Exercise »
Resume the Python variable-naming tutorial below, writing on from its final sentence.

Excerpt to read section start

You might have noticed that in the example above we didn't use an abstract name for the variable like `B21`. 

Because we can call a variable anything we want, it's much better to choose a name which is meaningful and specific. I chose `fcorequests` because that's exactly what we're storing in that variable, so it's easy to understand what's happening when we use it.

However, note that I didn't call it `fco requests` with a space in the name. 

This is because if you have a space between words in Python (and coding generally), the two words will be interpreted as two separate things.

Let's see what will happen if we try to do that...

In [None]:
fco requests = 48

SyntaxError: ignored

We get a `SyntaxError`. In other words there's something wrong with the grammar of the line that's being highlighted. 

If you get an error like this, look for spaces that can be removed, misspelt commands, or missing equals operators, or some of the [causes listed in this article](https://realpython.com/invalid-syntax-python/).

Errors are part and parcel of coding so don't be afraid of them. They don't always make much sense but they do at least help you identify which line of code is causing the problem, and provide a clue to what might be the problem. 

It's often a good idea to copy the error and google it to see what you can find out about them - you can often find solutions to problems on sites like Stackoverflow, for example.

### Variable naming conventions and errors

In Python [the convention](https://stackoverflow.com/questions/159720/what-is-the-naming-convention-in-python-for-variable-and-function-names) is to use all lower case to name variables, and to use underscores to separate words. 

So strictly speaking we should have called our variables `fco_requests` and `sec27_refusals`, and `perc_refused` like so:

In [None]:
fco_requests = 48
sec27_refusals = 28
#note that you will also need to change the variable names in this line of code too
perc_refused = sec27_refusals/fco_requests
#print it
print(perc_refused)
#multiply by 100 to make it easier to 'read' as a percentage
print(perc_refused*100)

0.5833333333333334
58.333333333333336


But really it doesn't matter. You can use whatever approach makes sense for you - for example you can put a capital letter at the start (for example: `Sec27refusals`) or in the middle (for example: `percRefused`) and it will still work.

Excerpt to read section end
Excerpted records section start

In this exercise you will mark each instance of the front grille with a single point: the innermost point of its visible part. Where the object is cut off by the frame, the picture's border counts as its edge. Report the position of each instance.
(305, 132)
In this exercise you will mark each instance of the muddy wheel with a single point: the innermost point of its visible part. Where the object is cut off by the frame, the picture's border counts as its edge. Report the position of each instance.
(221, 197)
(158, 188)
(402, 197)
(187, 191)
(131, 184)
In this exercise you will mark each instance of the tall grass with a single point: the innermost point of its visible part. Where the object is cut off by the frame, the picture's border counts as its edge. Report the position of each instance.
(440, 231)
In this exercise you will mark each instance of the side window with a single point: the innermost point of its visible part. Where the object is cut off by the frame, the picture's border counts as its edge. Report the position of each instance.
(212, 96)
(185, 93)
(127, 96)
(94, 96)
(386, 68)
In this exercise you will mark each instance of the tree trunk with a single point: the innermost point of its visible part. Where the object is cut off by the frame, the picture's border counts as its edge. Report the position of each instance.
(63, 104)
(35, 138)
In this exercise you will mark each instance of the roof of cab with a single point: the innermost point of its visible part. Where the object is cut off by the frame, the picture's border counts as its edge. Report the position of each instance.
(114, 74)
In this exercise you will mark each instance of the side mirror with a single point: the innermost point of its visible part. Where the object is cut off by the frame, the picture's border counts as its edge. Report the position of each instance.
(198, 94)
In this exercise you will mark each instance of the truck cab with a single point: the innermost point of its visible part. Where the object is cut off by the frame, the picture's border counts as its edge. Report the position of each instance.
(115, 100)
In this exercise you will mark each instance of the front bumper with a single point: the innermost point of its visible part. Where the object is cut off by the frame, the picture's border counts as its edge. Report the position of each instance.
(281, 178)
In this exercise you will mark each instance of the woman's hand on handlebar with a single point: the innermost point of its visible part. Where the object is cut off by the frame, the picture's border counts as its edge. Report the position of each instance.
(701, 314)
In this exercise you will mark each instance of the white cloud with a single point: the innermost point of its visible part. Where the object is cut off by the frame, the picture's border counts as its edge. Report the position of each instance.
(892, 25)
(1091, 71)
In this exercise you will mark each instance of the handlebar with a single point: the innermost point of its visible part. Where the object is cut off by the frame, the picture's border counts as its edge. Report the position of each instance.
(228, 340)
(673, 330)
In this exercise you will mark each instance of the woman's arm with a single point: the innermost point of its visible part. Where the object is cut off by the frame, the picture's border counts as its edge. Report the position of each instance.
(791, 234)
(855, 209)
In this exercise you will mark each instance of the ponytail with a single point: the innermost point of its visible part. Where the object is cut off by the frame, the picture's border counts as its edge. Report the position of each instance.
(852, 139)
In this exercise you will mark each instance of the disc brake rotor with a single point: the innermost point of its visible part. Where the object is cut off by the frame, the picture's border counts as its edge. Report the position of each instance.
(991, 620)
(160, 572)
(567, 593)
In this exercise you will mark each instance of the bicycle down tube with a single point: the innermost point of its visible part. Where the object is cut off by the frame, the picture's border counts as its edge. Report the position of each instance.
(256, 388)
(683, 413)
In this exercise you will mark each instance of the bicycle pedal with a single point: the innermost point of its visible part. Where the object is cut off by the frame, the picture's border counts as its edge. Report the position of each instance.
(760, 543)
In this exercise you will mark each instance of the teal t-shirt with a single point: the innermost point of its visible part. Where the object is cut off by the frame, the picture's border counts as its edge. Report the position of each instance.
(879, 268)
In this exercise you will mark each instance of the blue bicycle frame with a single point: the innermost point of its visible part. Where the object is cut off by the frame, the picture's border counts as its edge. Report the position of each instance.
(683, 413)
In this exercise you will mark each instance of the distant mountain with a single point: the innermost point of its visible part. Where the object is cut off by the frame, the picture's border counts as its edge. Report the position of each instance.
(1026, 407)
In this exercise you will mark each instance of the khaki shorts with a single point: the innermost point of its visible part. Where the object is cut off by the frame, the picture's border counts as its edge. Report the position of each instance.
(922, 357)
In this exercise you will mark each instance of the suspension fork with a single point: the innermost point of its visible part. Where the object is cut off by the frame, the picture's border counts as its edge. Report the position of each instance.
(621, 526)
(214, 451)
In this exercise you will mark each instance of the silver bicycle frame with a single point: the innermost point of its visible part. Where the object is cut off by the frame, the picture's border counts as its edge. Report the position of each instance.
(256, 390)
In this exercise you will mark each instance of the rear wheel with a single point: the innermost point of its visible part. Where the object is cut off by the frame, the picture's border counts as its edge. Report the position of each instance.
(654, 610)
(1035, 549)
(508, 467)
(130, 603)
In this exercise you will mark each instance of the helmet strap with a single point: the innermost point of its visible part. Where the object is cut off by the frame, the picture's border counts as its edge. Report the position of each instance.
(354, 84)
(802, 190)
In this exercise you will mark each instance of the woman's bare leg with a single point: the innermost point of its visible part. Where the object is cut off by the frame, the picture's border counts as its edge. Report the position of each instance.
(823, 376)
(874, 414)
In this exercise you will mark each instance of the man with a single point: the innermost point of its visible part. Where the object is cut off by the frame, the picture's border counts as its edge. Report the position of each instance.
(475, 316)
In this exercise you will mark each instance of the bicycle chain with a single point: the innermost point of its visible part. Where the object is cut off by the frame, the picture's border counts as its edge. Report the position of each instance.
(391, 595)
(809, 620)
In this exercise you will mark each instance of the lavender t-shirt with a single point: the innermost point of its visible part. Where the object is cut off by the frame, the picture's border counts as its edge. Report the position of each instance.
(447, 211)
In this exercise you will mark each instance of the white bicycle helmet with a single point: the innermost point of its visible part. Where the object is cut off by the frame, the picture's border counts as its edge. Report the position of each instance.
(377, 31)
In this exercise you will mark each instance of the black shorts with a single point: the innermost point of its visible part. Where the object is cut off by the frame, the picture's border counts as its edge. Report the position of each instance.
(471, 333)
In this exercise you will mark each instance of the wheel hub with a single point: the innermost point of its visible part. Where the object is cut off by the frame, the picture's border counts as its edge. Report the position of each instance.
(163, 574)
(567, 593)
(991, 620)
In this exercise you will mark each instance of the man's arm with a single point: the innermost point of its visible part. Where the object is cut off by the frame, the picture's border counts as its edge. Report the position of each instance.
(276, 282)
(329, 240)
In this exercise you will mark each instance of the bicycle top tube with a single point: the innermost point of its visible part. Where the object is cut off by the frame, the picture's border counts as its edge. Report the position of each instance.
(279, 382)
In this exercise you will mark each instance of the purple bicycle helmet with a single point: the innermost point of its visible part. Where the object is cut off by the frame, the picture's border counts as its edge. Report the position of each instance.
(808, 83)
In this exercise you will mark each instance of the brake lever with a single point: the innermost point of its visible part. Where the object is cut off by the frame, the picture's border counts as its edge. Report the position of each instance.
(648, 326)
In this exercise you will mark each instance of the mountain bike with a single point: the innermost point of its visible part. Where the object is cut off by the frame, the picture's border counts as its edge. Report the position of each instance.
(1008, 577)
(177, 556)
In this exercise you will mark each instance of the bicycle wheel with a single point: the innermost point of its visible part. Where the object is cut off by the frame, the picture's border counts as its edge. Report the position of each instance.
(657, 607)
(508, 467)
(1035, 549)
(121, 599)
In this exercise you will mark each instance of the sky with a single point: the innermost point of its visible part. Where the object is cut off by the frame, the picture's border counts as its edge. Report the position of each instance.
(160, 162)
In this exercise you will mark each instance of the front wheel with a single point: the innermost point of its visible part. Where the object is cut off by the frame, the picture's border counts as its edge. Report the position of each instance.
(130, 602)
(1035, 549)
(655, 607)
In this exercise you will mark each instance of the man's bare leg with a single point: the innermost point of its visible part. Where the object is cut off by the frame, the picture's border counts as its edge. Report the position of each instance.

Excerpted records section end

Answer space »
One thing to remember, though: adding capital letters makes it harder to remember *exactly* how you spelt a variable name when you want to use it again later - and that makes it more likely that you'll get errors. 

Here's the error you'll get when you try to use a variable but spell it wrong:

In [None]:
#create a variable which starts with a capital letter
Thisisavariable = 27
#print a variable - but this one doesn't start with a capital letter
print(thisisavariable)
#That variable doesn't exist, so we will get a NameError

NameError: ignored


This is why personally I always try to keep variable names all lower case, so I don't have to remember which letters are capitalised.

### Codifying the process

Now we could have done all of that in Excel. But doing it this way has a number of advantages:

* Once code is written, it can be re-run: when the next set of figures comes out, we can just update with the next numbers
* Likewise we can automate other parts of the process: at the moment we've manually typed in the two numbers - but we could write code which fetches the spreadsheet, goes into the relevant sheet, and grabs the relevant numbers
* We can also expand it beyond one part of government, repeating the process for all ministries, for example
* We can sort the results to bring interesting ones to the top
* And we can add automatic visualisation in the notebook, too
* The process is very easy for someone else to understand. If we want to show the process to a colleague, they can see it happening. In a spreadsheet, they'd have to click into a cell where we type that calculation, and then trace the other cells where numbers were being pulled from.

Further Python notebooks will explain how to do all of the above.